INPUT section start
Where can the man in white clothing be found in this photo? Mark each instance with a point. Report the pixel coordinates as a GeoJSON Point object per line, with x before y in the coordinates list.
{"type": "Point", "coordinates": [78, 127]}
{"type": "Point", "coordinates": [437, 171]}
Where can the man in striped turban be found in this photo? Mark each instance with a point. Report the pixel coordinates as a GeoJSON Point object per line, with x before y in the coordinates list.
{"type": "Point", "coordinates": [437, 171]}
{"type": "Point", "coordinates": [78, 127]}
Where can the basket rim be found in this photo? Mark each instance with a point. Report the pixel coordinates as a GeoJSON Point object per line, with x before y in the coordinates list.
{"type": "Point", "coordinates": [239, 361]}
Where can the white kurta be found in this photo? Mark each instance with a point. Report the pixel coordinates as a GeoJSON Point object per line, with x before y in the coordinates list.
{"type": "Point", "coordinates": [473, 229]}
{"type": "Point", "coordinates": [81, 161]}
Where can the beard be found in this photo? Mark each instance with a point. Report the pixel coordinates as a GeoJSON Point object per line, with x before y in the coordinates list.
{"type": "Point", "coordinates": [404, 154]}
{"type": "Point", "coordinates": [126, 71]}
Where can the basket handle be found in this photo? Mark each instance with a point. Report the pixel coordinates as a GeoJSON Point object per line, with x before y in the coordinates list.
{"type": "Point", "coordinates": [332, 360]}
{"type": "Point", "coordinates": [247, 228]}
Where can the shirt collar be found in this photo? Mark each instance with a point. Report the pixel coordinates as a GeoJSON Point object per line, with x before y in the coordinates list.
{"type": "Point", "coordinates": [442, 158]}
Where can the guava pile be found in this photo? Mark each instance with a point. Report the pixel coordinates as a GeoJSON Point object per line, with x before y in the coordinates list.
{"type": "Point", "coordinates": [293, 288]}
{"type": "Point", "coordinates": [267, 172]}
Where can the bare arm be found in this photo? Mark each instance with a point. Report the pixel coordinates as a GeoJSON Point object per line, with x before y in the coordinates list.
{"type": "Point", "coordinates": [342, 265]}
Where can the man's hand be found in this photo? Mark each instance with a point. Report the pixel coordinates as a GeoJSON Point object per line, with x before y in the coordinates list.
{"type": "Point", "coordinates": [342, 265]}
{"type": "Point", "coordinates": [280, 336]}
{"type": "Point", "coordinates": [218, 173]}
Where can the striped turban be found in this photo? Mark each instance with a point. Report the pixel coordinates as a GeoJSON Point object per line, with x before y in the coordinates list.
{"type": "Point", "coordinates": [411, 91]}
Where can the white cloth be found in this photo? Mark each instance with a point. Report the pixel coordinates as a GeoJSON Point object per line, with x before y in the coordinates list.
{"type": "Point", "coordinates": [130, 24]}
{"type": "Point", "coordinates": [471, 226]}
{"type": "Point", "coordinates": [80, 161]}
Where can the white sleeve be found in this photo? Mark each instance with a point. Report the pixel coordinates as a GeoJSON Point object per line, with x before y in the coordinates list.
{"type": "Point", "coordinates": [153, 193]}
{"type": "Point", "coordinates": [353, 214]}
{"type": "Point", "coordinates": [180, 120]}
INPUT section end
#### EXERCISE REQUIREMENTS:
Please restate the preceding entries word for word.

#### YOUR SOLUTION:
Where can the man in white clothing be found in this photo? Mark each instance with a point. Report the pixel coordinates as a GeoJSON Point object per line, with x before y in the coordinates list.
{"type": "Point", "coordinates": [78, 127]}
{"type": "Point", "coordinates": [437, 171]}
Where can the man in striped turban be found in this photo? Mark each instance with a point. Report the pixel coordinates as a GeoJSON Point object per line, with x before y in the coordinates list.
{"type": "Point", "coordinates": [437, 171]}
{"type": "Point", "coordinates": [78, 127]}
Where can the basket rim be found in this photo? Mark each instance with a point. Report the pixel coordinates as a GeoJSON Point object per line, with x before y in the coordinates list.
{"type": "Point", "coordinates": [239, 361]}
Where can the white kurta be found in this photo? Mark each instance with a point. Report the pixel coordinates as a GeoJSON Point object per line, with x before y in the coordinates list.
{"type": "Point", "coordinates": [473, 229]}
{"type": "Point", "coordinates": [81, 161]}
Where can the beard be found in this photo? Mark each instance with a point. Report the pixel coordinates as a GeoJSON Point object per line, with x before y in the coordinates list.
{"type": "Point", "coordinates": [404, 154]}
{"type": "Point", "coordinates": [126, 71]}
Where can the basket handle be found in this photo? Mark each instance with a point. Report the pixel coordinates as a GeoJSON Point object per line, with x before y in the coordinates list.
{"type": "Point", "coordinates": [332, 360]}
{"type": "Point", "coordinates": [247, 228]}
Where can the shirt collar be found in this photo? Mark each instance with a point. Report the pixel coordinates as a GeoJSON Point object per line, with x before y in the coordinates list.
{"type": "Point", "coordinates": [442, 158]}
Where can the guava pile be found in this photo? Mark each instance with a point. Report the pixel coordinates as a GeoJSON Point object per line, with x before y in the coordinates list.
{"type": "Point", "coordinates": [293, 288]}
{"type": "Point", "coordinates": [267, 172]}
Where can the bare arm be found in this photo? Mark each instance with a point. Report the pixel coordinates as a GeoJSON Point object per line, with x before y in the coordinates list.
{"type": "Point", "coordinates": [342, 265]}
Where can the man's hand be found in this photo? Mark each instance with a point. Report the pixel coordinates as a GeoJSON Point object per line, with x before y in the coordinates list.
{"type": "Point", "coordinates": [342, 265]}
{"type": "Point", "coordinates": [280, 336]}
{"type": "Point", "coordinates": [218, 173]}
Where can the striped turban be found in this photo? Mark each instance with a point. Report the pixel coordinates as a GeoJSON Point object per line, with x before y in the coordinates list.
{"type": "Point", "coordinates": [411, 91]}
Where can the white cloth be found in this photo? Mark each instance with a point. Report the pixel coordinates as a GeoJSON Point object per line, with x before y in the coordinates list.
{"type": "Point", "coordinates": [130, 24]}
{"type": "Point", "coordinates": [471, 226]}
{"type": "Point", "coordinates": [80, 161]}
Where can the white sleeve be found in this photo? Mark each instance with a point. Report the pixel coordinates as a GeoJSON Point object per line, with x before y in the coordinates list.
{"type": "Point", "coordinates": [153, 193]}
{"type": "Point", "coordinates": [353, 214]}
{"type": "Point", "coordinates": [180, 120]}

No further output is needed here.